┏━━
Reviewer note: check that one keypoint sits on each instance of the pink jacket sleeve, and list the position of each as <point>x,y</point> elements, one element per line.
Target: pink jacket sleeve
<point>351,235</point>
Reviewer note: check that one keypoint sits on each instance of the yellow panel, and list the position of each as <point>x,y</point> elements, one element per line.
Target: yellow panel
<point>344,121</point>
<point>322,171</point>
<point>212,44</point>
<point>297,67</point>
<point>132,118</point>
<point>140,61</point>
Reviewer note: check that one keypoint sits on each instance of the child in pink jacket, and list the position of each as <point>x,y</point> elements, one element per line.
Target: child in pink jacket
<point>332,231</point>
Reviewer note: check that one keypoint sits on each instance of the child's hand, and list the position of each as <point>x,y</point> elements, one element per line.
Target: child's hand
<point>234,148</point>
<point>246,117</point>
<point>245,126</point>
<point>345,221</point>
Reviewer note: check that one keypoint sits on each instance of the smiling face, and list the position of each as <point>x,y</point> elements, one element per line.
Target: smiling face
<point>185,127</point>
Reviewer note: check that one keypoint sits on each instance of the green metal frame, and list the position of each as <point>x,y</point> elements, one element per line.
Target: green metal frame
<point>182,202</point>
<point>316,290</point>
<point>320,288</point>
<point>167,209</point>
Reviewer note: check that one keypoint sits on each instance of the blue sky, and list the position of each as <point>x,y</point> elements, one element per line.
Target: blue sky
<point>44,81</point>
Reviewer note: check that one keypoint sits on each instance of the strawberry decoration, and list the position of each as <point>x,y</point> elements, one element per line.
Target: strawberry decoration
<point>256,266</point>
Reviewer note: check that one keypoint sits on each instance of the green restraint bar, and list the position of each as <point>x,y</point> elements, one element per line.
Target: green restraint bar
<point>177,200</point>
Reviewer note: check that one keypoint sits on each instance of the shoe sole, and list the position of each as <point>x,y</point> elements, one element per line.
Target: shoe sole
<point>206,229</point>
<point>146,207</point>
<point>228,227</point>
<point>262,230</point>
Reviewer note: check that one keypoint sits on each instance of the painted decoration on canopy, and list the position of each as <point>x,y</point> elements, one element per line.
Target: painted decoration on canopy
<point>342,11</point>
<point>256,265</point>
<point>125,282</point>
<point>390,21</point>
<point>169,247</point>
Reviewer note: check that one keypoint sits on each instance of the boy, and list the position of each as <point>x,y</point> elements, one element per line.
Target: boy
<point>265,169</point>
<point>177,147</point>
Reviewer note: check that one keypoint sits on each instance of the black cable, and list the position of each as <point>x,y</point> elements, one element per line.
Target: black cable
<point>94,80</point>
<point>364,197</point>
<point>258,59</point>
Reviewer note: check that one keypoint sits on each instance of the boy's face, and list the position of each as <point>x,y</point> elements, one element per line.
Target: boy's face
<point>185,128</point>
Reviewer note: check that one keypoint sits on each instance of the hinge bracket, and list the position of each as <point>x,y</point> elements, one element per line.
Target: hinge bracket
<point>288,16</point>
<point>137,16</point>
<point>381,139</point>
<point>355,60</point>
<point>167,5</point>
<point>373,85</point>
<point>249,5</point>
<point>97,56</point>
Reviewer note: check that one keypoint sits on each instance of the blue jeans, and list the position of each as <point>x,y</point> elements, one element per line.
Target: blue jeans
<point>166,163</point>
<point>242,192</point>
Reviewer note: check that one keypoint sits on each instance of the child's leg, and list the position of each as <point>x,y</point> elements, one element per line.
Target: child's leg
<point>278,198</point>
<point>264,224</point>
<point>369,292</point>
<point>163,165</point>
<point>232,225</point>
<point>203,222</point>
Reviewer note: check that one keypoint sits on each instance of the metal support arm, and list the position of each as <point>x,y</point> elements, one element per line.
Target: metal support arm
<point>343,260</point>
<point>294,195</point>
┗━━
_CEL ZADANIA_
Przedstaw wszystkie wiersze powyższej listy jako tabelę Markdown z kolumnami „Nr” i „Wiersz”, gdzie „Nr” to kolejny numer wiersza. Pomiń puste wiersze.

_WYNIK_
| Nr | Wiersz |
|---|---|
| 1 | Reviewer note: check that one keypoint sits on each instance of the pink jacket sleeve, and list the position of each as <point>x,y</point> elements, one element per line. |
| 2 | Target: pink jacket sleeve |
| 3 | <point>351,235</point> |
| 4 | Reviewer note: check that one keypoint sits on each instance of the yellow panel, and list the position of each as <point>x,y</point> elements, one element per line. |
| 5 | Target: yellow panel |
| 6 | <point>344,121</point> |
| 7 | <point>322,171</point> |
| 8 | <point>212,44</point> |
| 9 | <point>297,67</point> |
| 10 | <point>132,118</point> |
| 11 | <point>140,61</point> |
| 12 | Reviewer note: check that one keypoint sits on each instance of the child in pink jacket, and list the position of each as <point>x,y</point> elements, one element per line. |
| 13 | Target: child in pink jacket |
| 14 | <point>332,231</point> |
| 15 | Reviewer note: check that one keypoint sits on each instance of the child's hand, and list the position of each as <point>x,y</point> elements, one element per line. |
| 16 | Target: child's hand |
| 17 | <point>234,148</point> |
| 18 | <point>246,117</point> |
| 19 | <point>245,126</point> |
| 20 | <point>345,221</point> |
| 21 | Reviewer note: check that one keypoint sits on each instance of the smiling face, and list the position of each as <point>x,y</point> elements, one element per line. |
| 22 | Target: smiling face |
| 23 | <point>185,127</point> |
| 24 | Reviewer note: check that one keypoint sits on each instance of the green metal frame, and list the position of each as <point>x,y</point> elements, one element per line. |
| 25 | Target: green metal frame |
| 26 | <point>182,202</point> |
| 27 | <point>316,290</point> |
| 28 | <point>320,288</point> |
| 29 | <point>167,209</point> |
| 30 | Reviewer note: check that one keypoint sits on each instance of the blue sky, and list the position of each as <point>x,y</point> elements, one element per line. |
| 31 | Target: blue sky |
| 32 | <point>44,81</point> |
| 33 | Reviewer note: check that one keypoint sits on each instance of the strawberry decoration, and list the position of each as <point>x,y</point> elements, one element per line. |
| 34 | Target: strawberry decoration |
| 35 | <point>256,266</point> |
| 36 | Reviewer note: check that one keypoint sits on each instance of the green restraint bar, and list the position of each as <point>x,y</point> elements, one element per line. |
| 37 | Target: green restraint bar |
| 38 | <point>177,200</point> |
| 39 | Reviewer note: check that one keypoint sits on each instance of the shoe sole, and list the position of each as <point>x,y</point> elements, one element per line. |
| 40 | Target: shoe sole |
| 41 | <point>206,229</point> |
| 42 | <point>146,207</point> |
| 43 | <point>228,227</point> |
| 44 | <point>262,230</point> |
| 45 | Reviewer note: check that one keypoint sits on each instance of the painted decoration on canopy, and list the position of each as <point>x,y</point> elements, one element per line. |
| 46 | Target: painted decoration on canopy |
| 47 | <point>342,11</point> |
| 48 | <point>256,265</point> |
| 49 | <point>125,282</point> |
| 50 | <point>390,21</point> |
| 51 | <point>169,247</point> |
| 52 | Reviewer note: check that one keypoint sits on each instance of the boy, and list the position of each as <point>x,y</point> elements, one element per line. |
| 53 | Target: boy |
| 54 | <point>265,169</point> |
| 55 | <point>177,147</point> |
| 56 | Reviewer note: check that one keypoint sits on each instance of the black cable, and list the position of each as <point>x,y</point> elements, one element per line. |
| 57 | Target: black cable |
| 58 | <point>94,80</point> |
| 59 | <point>364,197</point> |
| 60 | <point>258,59</point> |
| 61 | Reviewer note: check that one keypoint sits on each instance of the boy's face, and list the position of each as <point>x,y</point> elements, one element per line. |
| 62 | Target: boy's face |
| 63 | <point>185,128</point> |
| 64 | Reviewer note: check that one keypoint sits on each instance of the hinge bracket, and list the position of each as <point>x,y</point> elements, one element per line. |
| 65 | Target: hinge bracket |
| 66 | <point>288,16</point> |
| 67 | <point>137,16</point> |
| 68 | <point>381,139</point> |
| 69 | <point>355,60</point> |
| 70 | <point>167,5</point> |
| 71 | <point>373,85</point> |
| 72 | <point>249,5</point> |
| 73 | <point>97,56</point> |
| 74 | Reviewer note: check that one keypoint sits on each instance of the blue jeans, and list the position of each as <point>x,y</point> elements, one element per line. |
| 75 | Target: blue jeans |
| 76 | <point>166,163</point> |
| 77 | <point>242,192</point> |
| 78 | Reviewer note: check that one keypoint sits on each instance of the child's leg, and list the position of each as <point>x,y</point> elements, one element per line. |
| 79 | Target: child's leg |
| 80 | <point>278,198</point> |
| 81 | <point>264,224</point> |
| 82 | <point>369,292</point> |
| 83 | <point>163,165</point> |
| 84 | <point>232,225</point> |
| 85 | <point>203,222</point> |
| 86 | Reviewer note: check that one keypoint sits on each instance of the metal support arm, and list the position of each as <point>x,y</point> elements, one element per line. |
| 87 | Target: metal support arm |
| 88 | <point>343,260</point> |
| 89 | <point>294,195</point> |